• [Qué hacer]: Copia tal cual, del texto sobre los años setenta en la Argentina, el tramo que va desde "En el fragor" hasta "de protagonistas actuales.".

---------- Texto de partida

Los años ‘70 tuvieron en la Argentina un alto voltaje. A diferencia de los edulcorados ‘60, la década setentista fue un tiempo de convulsiones sociales y políticas. Bien puede decirse que en esa década las tensiones acumuladas durante el período que va desde 1955 hasta 1969 rompieron los socavados muros de contención y se derramaron con furia sobre la sociedad, y nada ni nadie quedó al margen de la impetuosa oleada.

En el fragor de las luchas populares de aquellos años se acuñó un pensamiento setentista, de perfiles propios, y a la vez autónomo de los dogmas en boga, que dio sustento a los diferentes actores y caracterizó a la tórrida etapa.

Ese pensamiento, enfocado desde una perspectiva ideológica, suele ser encasillado como de izquierda y violento y, por lo tanto, poco apto para resolver los problemas actuales del país. En un mundo que cambió radicalmente, aparece como anacrónico e inaplicable. Sin embargo, en tanto parte de un debate no saldado, a menudo emerge y se asoma, impertinente, ya sea en el discurso o en la acción de protagonistas actuales.

No debe olvidarse que, además de una corriente ideológica, el setentismo fue un modo cultural y de vida que involucró a toda una generación de argentinos: en aquellos años, la ideología impregnaba cada uno de los actos de la vida cotidiana, hasta los más insignificantes.

Por ese motivo, la perspectiva generacional aparece con fuerza cuando se trae al presente el fenómeno setentista.

Los del ‘70 A riesgo de resultar tedioso, a veces vale la pena remitirse al diccionario de la Real Academia para precisar los alcances de alguna palabra, sobre todo de palabras pesadas por su contenido, como “generación”, definida por aquél como conjunto de personas que, por haber nacido en fechas próximas y recibido educación e influjos culturales y sociales semejantes, se comportan de manera afín o comparable en algunos sentidos.

--------------------
---------- Entradas del conjunto

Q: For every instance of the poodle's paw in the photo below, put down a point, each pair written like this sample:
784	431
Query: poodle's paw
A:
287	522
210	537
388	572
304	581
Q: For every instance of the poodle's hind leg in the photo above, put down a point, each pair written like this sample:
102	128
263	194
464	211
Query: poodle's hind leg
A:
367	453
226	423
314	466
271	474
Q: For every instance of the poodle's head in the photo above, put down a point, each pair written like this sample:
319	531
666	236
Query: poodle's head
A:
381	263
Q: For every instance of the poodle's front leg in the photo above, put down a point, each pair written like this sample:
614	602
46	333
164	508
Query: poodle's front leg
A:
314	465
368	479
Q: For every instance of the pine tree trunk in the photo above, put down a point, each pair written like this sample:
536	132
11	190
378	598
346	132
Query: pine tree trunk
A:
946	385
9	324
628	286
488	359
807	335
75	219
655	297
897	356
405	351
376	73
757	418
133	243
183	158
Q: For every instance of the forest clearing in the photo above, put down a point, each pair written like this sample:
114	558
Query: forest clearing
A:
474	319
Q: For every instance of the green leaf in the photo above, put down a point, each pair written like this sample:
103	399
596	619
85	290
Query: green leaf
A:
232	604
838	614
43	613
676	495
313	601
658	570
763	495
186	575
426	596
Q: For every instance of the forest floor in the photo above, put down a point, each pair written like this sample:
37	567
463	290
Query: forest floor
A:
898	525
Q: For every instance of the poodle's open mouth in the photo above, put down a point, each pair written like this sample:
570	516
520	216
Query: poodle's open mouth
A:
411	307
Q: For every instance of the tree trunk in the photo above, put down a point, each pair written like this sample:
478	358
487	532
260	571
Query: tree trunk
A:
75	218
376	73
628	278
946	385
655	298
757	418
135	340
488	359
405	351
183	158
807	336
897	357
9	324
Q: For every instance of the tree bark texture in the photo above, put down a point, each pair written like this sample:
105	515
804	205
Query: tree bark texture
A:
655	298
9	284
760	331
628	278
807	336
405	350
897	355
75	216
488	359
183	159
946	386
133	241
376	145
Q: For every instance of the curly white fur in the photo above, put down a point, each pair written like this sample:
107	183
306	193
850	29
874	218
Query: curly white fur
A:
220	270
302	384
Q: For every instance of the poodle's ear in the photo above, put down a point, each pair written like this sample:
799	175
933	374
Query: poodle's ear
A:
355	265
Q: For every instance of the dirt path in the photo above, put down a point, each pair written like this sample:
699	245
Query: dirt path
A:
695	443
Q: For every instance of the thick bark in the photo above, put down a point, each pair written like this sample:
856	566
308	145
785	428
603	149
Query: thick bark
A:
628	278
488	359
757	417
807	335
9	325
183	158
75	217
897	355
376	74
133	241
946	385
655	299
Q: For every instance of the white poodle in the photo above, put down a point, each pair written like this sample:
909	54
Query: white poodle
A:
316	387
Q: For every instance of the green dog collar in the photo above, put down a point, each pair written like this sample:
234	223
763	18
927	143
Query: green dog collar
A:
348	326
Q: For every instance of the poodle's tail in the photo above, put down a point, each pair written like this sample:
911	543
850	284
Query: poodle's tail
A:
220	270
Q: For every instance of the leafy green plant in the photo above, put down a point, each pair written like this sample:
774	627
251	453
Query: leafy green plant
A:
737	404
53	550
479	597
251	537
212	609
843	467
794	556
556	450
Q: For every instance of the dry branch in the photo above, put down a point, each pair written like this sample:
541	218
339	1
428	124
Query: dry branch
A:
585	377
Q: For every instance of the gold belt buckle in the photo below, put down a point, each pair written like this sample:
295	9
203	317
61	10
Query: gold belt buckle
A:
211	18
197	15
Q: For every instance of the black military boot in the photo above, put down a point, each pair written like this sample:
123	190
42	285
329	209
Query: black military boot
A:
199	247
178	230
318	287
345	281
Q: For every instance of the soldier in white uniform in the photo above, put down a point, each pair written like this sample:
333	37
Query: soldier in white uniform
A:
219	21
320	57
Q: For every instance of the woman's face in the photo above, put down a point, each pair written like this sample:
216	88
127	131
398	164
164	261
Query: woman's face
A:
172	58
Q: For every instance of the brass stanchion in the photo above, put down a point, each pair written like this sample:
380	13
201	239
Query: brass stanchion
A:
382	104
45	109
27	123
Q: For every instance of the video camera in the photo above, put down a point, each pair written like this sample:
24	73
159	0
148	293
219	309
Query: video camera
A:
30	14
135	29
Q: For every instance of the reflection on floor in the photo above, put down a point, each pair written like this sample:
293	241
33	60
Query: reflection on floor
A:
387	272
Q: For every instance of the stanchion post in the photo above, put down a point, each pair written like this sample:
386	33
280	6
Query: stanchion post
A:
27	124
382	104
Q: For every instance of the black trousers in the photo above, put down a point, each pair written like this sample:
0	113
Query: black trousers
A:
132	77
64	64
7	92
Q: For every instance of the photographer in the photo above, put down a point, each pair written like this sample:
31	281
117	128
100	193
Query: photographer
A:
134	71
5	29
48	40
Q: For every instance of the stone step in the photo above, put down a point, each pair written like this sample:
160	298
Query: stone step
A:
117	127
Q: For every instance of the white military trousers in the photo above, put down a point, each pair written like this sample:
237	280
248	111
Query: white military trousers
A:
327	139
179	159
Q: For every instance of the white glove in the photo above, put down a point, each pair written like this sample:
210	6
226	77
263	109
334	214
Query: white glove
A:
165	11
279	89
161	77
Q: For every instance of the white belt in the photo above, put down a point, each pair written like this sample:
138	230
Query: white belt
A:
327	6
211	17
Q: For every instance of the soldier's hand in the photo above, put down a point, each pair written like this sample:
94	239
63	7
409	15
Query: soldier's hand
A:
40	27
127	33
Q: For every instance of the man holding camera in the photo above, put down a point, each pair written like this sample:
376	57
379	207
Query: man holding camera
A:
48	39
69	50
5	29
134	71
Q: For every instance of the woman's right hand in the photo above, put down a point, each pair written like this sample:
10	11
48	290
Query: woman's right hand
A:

--------------------

• [Resultado esperado]:
En el fragor de las luchas populares de aquellos años se acuñó un pensamiento setentista, de perfiles propios, y a la vez autónomo de los dogmas en boga, que dio sustento a los diferentes actores y caracterizó a la tórrida etapa.

Ese pensamiento, enfocado desde una perspectiva ideológica, suele ser encasillado como de izquierda y violento y, por lo tanto, poco apto para resolver los problemas actuales del país. En un mundo que cambió radicalmente, aparece como anacrónico e inaplicable. Sin embargo, en tanto parte de un debate no saldado, a menudo emerge y se asoma, impertinente, ya sea en el discurso o en la acción de protagonistas actuales.